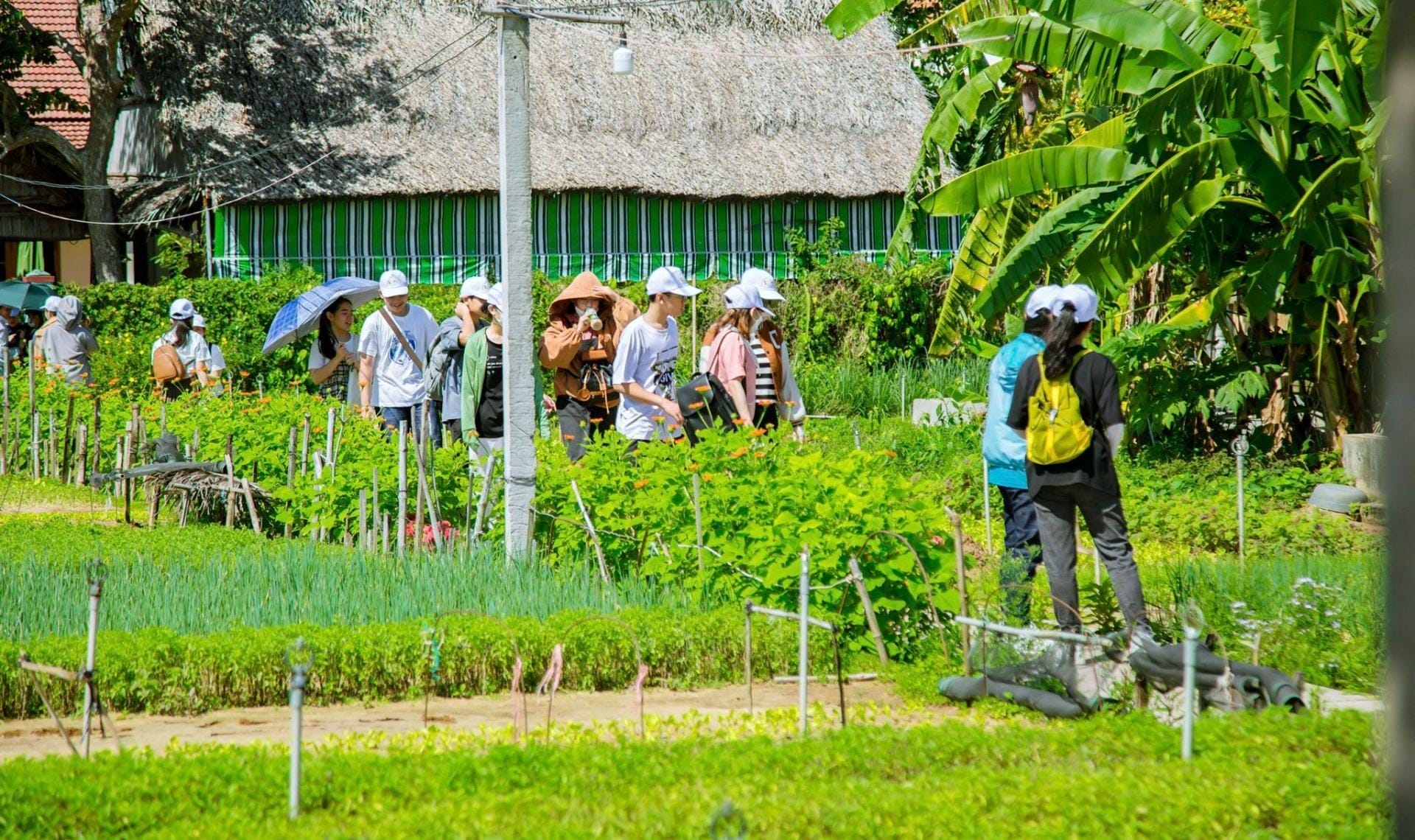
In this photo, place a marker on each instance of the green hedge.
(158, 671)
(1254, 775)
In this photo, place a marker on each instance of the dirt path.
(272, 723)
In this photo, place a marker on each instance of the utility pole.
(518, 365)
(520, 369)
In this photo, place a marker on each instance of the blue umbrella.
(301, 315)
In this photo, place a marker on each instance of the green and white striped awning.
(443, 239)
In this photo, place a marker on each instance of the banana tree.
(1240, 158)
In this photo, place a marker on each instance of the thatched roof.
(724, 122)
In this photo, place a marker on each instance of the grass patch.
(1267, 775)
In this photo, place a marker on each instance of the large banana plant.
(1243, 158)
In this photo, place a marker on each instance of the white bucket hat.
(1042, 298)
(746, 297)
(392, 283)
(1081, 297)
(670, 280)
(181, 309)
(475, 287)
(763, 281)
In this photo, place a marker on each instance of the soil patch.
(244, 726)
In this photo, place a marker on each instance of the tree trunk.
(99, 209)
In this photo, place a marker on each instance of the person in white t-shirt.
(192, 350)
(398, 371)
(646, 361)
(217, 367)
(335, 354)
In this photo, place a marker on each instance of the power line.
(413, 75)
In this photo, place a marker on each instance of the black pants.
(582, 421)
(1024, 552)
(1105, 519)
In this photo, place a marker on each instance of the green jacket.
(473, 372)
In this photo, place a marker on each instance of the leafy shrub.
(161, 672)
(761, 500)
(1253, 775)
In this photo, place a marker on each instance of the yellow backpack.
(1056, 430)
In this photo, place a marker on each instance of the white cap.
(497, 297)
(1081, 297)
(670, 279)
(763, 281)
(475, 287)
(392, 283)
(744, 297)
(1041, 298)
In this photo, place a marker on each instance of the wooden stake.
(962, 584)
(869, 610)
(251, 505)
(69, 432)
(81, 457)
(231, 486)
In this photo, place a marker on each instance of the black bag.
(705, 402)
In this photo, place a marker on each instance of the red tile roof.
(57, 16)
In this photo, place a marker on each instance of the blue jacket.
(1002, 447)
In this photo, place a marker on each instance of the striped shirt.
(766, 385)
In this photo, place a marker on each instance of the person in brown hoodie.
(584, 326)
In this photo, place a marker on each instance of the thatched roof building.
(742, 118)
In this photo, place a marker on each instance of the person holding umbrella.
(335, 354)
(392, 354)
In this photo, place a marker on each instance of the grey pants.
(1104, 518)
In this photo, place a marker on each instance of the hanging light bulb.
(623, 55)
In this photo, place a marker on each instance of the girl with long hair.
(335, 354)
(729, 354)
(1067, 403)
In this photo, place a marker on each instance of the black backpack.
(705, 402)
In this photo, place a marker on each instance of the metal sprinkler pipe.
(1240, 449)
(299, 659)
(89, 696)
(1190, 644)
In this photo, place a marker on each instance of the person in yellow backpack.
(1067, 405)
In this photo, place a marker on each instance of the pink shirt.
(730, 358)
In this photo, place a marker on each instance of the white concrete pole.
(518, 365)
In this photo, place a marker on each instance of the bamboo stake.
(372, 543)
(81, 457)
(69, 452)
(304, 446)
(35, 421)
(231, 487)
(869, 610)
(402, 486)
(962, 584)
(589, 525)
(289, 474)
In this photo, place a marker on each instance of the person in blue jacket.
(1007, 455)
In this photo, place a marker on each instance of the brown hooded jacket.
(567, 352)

● ● ● ● ●

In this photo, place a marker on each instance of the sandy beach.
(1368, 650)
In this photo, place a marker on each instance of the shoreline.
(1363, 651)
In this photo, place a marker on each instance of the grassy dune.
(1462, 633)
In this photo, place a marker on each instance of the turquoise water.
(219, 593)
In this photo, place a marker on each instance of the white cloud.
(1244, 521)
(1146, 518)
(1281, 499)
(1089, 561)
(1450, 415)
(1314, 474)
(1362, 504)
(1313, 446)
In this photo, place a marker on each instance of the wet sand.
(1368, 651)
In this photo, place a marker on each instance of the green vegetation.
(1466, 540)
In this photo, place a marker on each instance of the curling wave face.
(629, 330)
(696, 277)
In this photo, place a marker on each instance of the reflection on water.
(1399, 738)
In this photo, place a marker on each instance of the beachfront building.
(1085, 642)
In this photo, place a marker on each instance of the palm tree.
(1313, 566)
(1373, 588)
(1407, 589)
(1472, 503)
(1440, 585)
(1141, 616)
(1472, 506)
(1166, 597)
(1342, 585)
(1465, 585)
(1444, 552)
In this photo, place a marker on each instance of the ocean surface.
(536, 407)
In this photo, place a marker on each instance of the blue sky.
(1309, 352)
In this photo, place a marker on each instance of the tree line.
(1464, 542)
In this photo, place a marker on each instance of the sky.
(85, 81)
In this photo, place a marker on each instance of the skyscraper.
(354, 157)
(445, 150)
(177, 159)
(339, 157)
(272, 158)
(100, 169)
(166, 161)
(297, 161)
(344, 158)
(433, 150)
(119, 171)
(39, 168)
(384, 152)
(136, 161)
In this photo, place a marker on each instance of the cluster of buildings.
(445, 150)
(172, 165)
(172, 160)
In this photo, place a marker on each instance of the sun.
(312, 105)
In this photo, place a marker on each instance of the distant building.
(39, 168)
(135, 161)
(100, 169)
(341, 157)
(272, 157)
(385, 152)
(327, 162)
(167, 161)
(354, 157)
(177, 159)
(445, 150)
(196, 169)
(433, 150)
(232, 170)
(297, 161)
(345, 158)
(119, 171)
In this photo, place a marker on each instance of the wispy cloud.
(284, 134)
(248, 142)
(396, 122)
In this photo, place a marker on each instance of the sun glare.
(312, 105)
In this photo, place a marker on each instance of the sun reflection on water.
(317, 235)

● ● ● ● ●

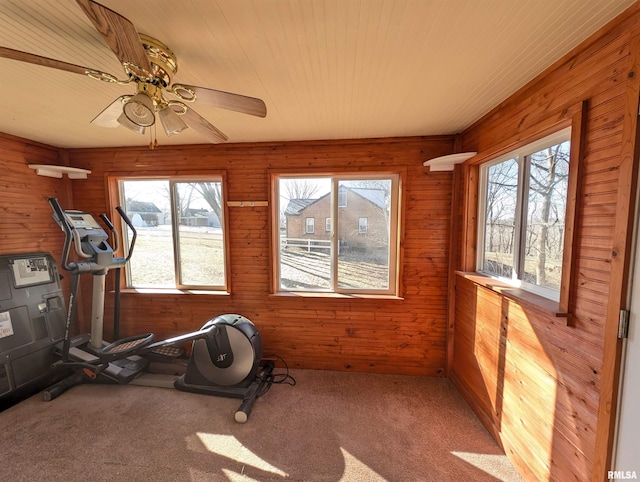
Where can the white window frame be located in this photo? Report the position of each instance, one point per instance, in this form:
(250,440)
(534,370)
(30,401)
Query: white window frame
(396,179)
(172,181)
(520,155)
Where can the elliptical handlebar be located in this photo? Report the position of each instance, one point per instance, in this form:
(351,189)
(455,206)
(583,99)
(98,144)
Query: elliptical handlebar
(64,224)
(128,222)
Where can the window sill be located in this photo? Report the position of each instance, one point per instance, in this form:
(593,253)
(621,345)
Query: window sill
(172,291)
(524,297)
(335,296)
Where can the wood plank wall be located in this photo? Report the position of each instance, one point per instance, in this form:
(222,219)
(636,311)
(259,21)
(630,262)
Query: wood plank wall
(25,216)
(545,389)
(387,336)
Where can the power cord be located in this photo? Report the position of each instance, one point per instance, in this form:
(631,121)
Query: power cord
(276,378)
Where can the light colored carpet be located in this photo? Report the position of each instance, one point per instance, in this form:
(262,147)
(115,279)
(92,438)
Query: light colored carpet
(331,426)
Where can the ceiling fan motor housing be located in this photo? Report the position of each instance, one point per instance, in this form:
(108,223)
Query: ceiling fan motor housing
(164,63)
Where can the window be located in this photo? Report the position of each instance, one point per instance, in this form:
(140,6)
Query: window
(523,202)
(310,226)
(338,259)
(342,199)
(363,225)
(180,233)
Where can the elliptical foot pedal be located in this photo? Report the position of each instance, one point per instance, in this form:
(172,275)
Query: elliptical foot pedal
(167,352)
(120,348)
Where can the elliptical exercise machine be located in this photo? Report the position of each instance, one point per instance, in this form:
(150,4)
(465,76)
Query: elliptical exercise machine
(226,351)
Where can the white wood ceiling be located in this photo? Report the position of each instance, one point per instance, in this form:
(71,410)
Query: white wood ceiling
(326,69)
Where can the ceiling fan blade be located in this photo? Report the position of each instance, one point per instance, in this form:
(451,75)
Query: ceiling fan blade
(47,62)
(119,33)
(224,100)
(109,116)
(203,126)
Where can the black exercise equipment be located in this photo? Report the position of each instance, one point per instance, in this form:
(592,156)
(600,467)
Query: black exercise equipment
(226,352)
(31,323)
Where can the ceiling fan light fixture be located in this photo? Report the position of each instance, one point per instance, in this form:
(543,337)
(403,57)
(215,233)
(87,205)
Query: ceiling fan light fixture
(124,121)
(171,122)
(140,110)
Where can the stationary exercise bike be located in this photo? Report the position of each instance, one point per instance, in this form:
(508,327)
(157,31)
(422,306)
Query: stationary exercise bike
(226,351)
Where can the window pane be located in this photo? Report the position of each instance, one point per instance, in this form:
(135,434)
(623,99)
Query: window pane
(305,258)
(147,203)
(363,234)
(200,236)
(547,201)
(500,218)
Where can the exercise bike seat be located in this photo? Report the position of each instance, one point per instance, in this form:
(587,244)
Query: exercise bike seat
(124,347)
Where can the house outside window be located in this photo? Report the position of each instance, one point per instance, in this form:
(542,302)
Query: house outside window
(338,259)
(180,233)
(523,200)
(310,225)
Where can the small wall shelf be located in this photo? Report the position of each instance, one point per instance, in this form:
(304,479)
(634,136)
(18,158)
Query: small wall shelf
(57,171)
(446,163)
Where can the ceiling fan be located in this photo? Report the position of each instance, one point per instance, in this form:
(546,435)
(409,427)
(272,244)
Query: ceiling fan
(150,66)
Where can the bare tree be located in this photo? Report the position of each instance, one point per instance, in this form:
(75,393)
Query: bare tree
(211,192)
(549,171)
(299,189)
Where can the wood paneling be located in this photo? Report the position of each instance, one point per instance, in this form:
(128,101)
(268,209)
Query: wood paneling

● ● ● ● ●

> _What is required_
Note each line above that contains "paneling" and copy it out.

> _Your response_
Where can the wood paneling be located in this photo? Report the position of each instance, one point per instance, in this form:
Query: wood paneling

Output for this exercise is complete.